== Esercizi proposti ==
A - Trascriva senza alcuna modifica la parte dell'estratto sulle stampanti 3D che inizia con le parole "US economist Jeremy" e termina dopo le parole "LO PRESTI/AFP/Getty Images)".
B - Risponda alle seguenti domande sull'estratto relativo alle stampanti 3D.
(i) In quale città ha tenuto il suo discorso Jeremy Rifkin il 25 ottobre 2013?
(ii) Come si chiama il blog su cui il prof. Ugo Bardi ha ripreso le osservazioni di Philippe Bihouix?
(iii) Su quale principio si fonda il potenziale delle stampanti 3D?

== Estratto fornito ==

§

US economist Jeremy Rifkin, author of "The Third Industrial Revolution", holds his book as he gives a speech in Lille, northern France, on October 25, 2013. Rifkin disclosed his master plan for the third industrial revolution in the Nord Pas-de-Calais region, after a ten-month mission aimed at making of this northern region of France "one of the most efficient in the world". AFP PHOTO / FRANCOIS LO PRESTI (Photo credit should read FRANCOIS LO PRESTI/AFP/Getty Images)
Poniamo di avere energia illimitata e praticamente gratuita (è la conditio sine qua non, dall’idrogeno ad esempio) e poniamo che in futuro saremo tutti possessori di una stampante 3D che grazie a file scaricati gratis da internet ci consente di stampare in casa quel che vogliamo: dai piccoli oggetti di uso quotidiano fino a più complessi prodotti. Avremmo così risolto il problema ecologico su questo Pianeta? Saremo tutti ricchi a costo zero grazie all’autoproduzione degli oggetti di uso comune?
Il punto, come fa notare Philippe Bihouix su Les Ecos ingegnere e autore del libro L’Age des low tech, ripreso in Italia dal prof. Ugo Bardi sul suo blog Effetto Risorse riguarda proprio l’uso di risorse naturali:
Il principio che regge il potenziale delle stampanti 3D è quello di depositare strato dopo strato polvere di polimero o metallo. E’ senza dubbio una tecnologia rivoluzionaria che apre prospettive appena immaginabili. Però ce ne passa dal paragonarla alla macchina a vapore che porrà fine alla produzione convenzionale. Le stampanti 3D non potranno sostituire le fabbriche di materie prime, gli altiforni, le raffinerie (anche biologiche), gli articoli in vetro e i materiali riciclati. Non possono produrre il multimateriale o oggetti assemblati, possono stampare la carrozzeria di una macchina in resina, ma non un pianoforte o un computer. Per fondere la polvere di metallo si usa un laser o un fascio di elettroni e ciò comporta una tecnologia dai costi inimmaginabili per i privati e le stampanti non stampano chiodi o viti. Infine, le materie prime sono un supporto agli oggetti da stampare: continueremo a tessere e cucire la stoffa, Rifkin, come otterrai i motori elettrici per le Google Cars, il silicio per i pannelli solari, le camicie di cotone?Peccato, perché ha anche alcune buone idee, come la condivisione e il rispetto per la proprietà.

§

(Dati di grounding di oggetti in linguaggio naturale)
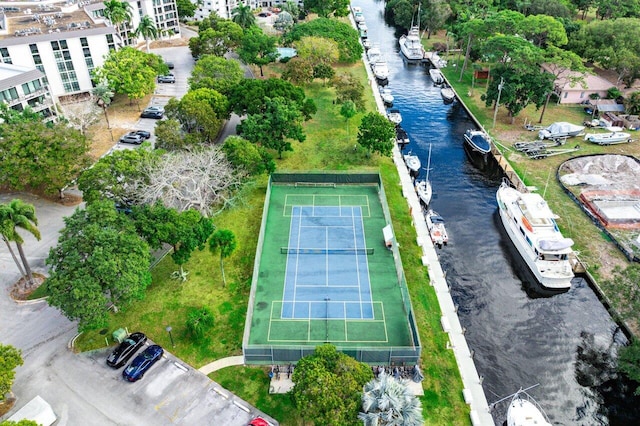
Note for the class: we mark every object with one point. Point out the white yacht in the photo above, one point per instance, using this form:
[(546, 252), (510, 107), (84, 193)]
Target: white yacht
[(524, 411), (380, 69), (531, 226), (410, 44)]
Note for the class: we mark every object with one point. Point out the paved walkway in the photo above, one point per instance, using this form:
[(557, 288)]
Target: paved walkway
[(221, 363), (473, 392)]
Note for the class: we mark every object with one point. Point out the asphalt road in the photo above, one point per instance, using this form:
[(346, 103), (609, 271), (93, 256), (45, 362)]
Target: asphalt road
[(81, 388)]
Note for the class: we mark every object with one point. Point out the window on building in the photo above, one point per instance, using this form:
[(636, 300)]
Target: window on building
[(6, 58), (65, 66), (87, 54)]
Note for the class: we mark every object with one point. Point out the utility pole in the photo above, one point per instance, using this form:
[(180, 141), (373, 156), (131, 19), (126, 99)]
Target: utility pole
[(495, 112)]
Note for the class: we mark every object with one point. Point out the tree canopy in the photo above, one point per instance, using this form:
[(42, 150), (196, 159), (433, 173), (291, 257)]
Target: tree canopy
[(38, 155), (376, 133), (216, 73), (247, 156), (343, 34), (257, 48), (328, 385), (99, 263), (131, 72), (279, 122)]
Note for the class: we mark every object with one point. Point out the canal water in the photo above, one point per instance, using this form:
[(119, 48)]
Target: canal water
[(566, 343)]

§

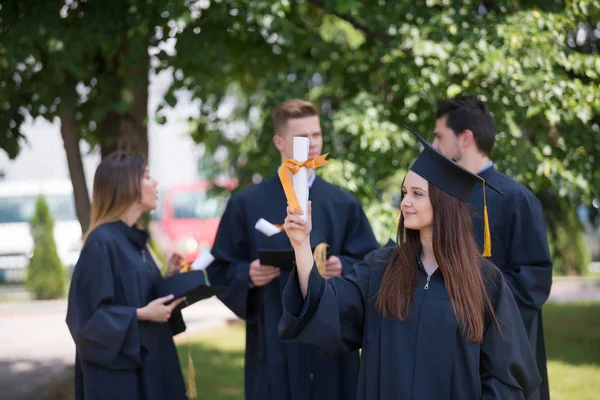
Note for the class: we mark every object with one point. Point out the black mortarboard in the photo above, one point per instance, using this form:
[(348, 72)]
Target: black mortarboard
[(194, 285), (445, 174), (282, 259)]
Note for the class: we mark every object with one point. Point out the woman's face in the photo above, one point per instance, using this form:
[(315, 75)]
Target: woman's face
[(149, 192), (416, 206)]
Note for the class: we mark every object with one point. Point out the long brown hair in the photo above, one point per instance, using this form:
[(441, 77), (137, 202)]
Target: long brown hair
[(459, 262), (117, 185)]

§

== Risposte ai quesiti ==
A -
US economist Jeremy Rifkin, author of "The Third Industrial Revolution", holds his book as he gives a speech in Lille, northern France, on October 25, 2013. Rifkin disclosed his master plan for the third industrial revolution in the Nord Pas-de-Calais region, after a ten-month mission aimed at making of this northern region of France "one of the most efficient in the world". AFP PHOTO / FRANCOIS LO PRESTI (Photo credit should read FRANCOIS LO PRESTI/AFP/Getty Images)

B -
(i) A Lille, nel nord della Francia.
(ii) Effetto Risorse.
(iii) Sul deposito, strato dopo strato, di polvere di polimero o di metallo.